» Problem requirements:
Among the entries that follow, tally the lines with the string "cloud". Give no more than the number.

» Extracted records:
######
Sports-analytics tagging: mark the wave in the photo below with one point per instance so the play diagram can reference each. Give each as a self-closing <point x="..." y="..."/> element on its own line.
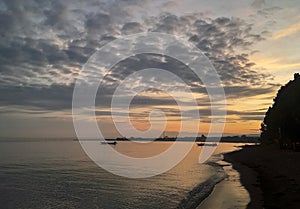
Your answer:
<point x="203" y="189"/>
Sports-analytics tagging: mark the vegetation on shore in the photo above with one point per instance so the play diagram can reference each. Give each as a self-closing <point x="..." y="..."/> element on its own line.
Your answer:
<point x="282" y="121"/>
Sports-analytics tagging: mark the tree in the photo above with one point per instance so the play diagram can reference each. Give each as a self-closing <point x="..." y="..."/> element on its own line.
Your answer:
<point x="282" y="121"/>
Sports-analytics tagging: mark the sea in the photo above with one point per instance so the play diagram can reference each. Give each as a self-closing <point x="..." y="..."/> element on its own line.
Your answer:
<point x="58" y="174"/>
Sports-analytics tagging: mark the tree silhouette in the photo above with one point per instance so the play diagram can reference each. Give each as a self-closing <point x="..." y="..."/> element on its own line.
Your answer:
<point x="282" y="121"/>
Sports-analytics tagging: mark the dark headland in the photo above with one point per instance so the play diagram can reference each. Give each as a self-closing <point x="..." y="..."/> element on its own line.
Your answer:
<point x="276" y="160"/>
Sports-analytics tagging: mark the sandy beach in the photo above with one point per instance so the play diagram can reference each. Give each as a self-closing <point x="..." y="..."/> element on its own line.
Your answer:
<point x="271" y="176"/>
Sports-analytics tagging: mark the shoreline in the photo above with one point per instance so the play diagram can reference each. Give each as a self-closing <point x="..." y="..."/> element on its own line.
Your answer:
<point x="230" y="192"/>
<point x="277" y="181"/>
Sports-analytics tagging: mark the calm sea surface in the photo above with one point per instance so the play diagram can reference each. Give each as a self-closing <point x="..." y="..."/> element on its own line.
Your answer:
<point x="58" y="174"/>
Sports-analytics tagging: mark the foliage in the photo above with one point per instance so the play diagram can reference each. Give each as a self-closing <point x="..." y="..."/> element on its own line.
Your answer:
<point x="282" y="121"/>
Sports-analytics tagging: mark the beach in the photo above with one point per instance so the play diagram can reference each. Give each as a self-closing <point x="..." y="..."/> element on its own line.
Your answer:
<point x="271" y="176"/>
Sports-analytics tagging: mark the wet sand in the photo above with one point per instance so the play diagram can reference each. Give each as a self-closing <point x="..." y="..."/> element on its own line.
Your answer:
<point x="274" y="172"/>
<point x="229" y="193"/>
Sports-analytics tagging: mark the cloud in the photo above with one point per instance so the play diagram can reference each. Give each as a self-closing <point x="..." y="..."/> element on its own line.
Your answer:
<point x="44" y="45"/>
<point x="290" y="30"/>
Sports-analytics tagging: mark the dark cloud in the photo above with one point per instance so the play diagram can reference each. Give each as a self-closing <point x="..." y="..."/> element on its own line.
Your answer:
<point x="43" y="46"/>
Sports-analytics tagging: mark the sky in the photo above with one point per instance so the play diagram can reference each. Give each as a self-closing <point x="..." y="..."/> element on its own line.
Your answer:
<point x="253" y="45"/>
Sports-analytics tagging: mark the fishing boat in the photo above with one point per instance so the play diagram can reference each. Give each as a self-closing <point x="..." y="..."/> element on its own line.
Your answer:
<point x="205" y="144"/>
<point x="111" y="143"/>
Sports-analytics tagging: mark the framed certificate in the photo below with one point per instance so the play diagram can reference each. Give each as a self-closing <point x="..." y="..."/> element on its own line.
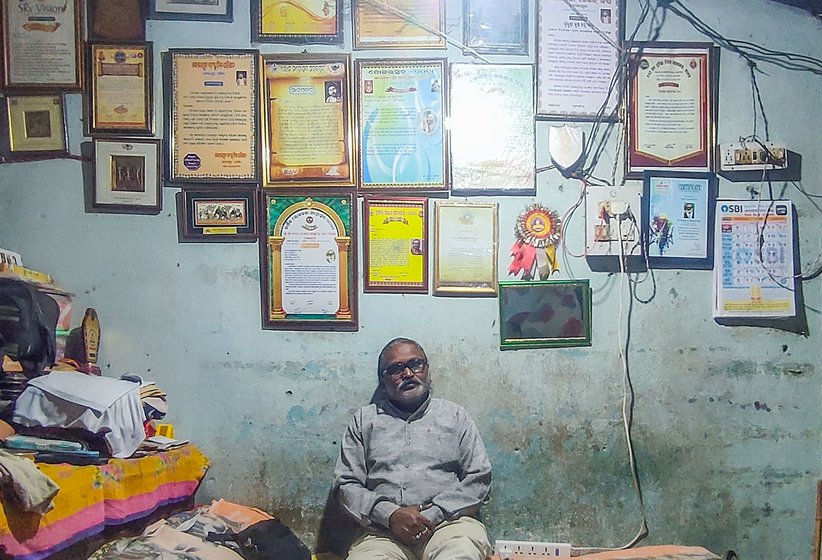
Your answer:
<point x="494" y="27"/>
<point x="678" y="217"/>
<point x="35" y="125"/>
<point x="402" y="137"/>
<point x="308" y="261"/>
<point x="544" y="314"/>
<point x="493" y="149"/>
<point x="671" y="112"/>
<point x="307" y="109"/>
<point x="297" y="21"/>
<point x="395" y="245"/>
<point x="42" y="44"/>
<point x="209" y="216"/>
<point x="465" y="254"/>
<point x="212" y="116"/>
<point x="399" y="24"/>
<point x="120" y="89"/>
<point x="568" y="33"/>
<point x="127" y="176"/>
<point x="204" y="10"/>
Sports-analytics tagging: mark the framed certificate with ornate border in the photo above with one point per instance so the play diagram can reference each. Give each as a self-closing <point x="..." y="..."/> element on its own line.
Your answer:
<point x="308" y="261"/>
<point x="212" y="123"/>
<point x="578" y="59"/>
<point x="120" y="87"/>
<point x="493" y="145"/>
<point x="307" y="112"/>
<point x="400" y="116"/>
<point x="671" y="111"/>
<point x="465" y="254"/>
<point x="42" y="44"/>
<point x="395" y="245"/>
<point x="399" y="24"/>
<point x="297" y="21"/>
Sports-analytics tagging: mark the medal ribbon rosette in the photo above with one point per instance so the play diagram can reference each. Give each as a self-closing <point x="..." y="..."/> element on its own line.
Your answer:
<point x="537" y="231"/>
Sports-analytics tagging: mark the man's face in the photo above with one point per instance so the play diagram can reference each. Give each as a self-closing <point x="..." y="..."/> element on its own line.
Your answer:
<point x="406" y="389"/>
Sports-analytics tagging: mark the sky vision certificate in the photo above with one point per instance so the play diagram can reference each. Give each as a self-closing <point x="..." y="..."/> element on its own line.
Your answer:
<point x="402" y="137"/>
<point x="213" y="116"/>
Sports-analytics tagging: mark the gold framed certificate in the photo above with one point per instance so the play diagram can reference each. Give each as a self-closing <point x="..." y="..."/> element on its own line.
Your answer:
<point x="308" y="261"/>
<point x="465" y="254"/>
<point x="671" y="116"/>
<point x="399" y="24"/>
<point x="395" y="245"/>
<point x="212" y="116"/>
<point x="42" y="44"/>
<point x="120" y="89"/>
<point x="307" y="110"/>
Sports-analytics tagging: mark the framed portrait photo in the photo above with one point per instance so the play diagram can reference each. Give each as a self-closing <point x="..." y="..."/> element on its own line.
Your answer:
<point x="544" y="314"/>
<point x="127" y="176"/>
<point x="672" y="104"/>
<point x="297" y="21"/>
<point x="395" y="245"/>
<point x="307" y="116"/>
<point x="35" y="125"/>
<point x="212" y="216"/>
<point x="120" y="86"/>
<point x="308" y="261"/>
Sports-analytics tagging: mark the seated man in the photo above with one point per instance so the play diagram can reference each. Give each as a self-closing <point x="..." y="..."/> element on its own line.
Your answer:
<point x="412" y="469"/>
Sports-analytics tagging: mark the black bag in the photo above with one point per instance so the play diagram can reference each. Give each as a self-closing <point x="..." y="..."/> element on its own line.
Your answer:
<point x="266" y="540"/>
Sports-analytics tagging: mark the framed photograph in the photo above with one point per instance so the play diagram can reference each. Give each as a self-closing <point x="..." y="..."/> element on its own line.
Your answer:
<point x="544" y="314"/>
<point x="400" y="117"/>
<point x="127" y="176"/>
<point x="212" y="116"/>
<point x="307" y="114"/>
<point x="203" y="10"/>
<point x="308" y="261"/>
<point x="206" y="215"/>
<point x="297" y="21"/>
<point x="678" y="216"/>
<point x="493" y="27"/>
<point x="671" y="112"/>
<point x="493" y="137"/>
<point x="120" y="99"/>
<point x="35" y="125"/>
<point x="42" y="30"/>
<point x="566" y="34"/>
<point x="395" y="245"/>
<point x="465" y="254"/>
<point x="399" y="24"/>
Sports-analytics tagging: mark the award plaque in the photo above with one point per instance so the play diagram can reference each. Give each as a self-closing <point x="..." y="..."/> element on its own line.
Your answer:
<point x="308" y="261"/>
<point x="395" y="245"/>
<point x="307" y="121"/>
<point x="212" y="116"/>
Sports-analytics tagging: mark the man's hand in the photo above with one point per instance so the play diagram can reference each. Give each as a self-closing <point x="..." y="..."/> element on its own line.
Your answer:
<point x="410" y="526"/>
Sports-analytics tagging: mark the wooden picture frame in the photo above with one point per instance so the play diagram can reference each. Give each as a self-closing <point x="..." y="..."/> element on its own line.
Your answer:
<point x="465" y="250"/>
<point x="203" y="87"/>
<point x="29" y="38"/>
<point x="215" y="216"/>
<point x="35" y="125"/>
<point x="120" y="100"/>
<point x="127" y="176"/>
<point x="664" y="75"/>
<point x="395" y="245"/>
<point x="545" y="314"/>
<point x="307" y="116"/>
<point x="308" y="261"/>
<point x="215" y="10"/>
<point x="297" y="21"/>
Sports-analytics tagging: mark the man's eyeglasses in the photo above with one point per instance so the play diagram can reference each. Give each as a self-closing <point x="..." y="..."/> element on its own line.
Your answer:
<point x="416" y="365"/>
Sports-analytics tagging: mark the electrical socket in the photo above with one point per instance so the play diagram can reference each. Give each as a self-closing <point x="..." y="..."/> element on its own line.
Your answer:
<point x="751" y="156"/>
<point x="529" y="550"/>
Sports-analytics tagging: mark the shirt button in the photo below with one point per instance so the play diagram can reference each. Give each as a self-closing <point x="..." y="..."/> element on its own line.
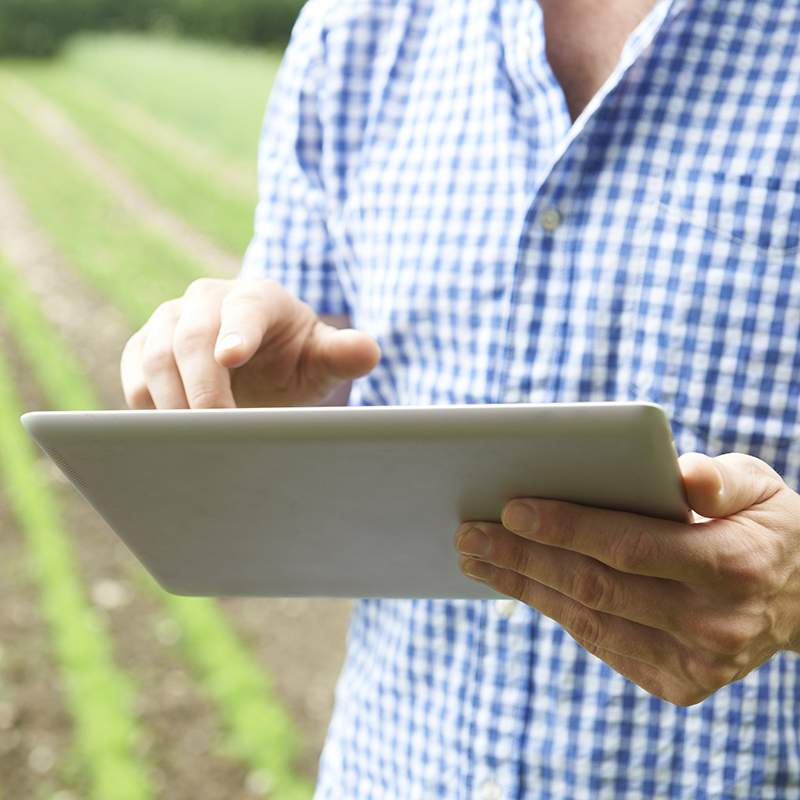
######
» Response:
2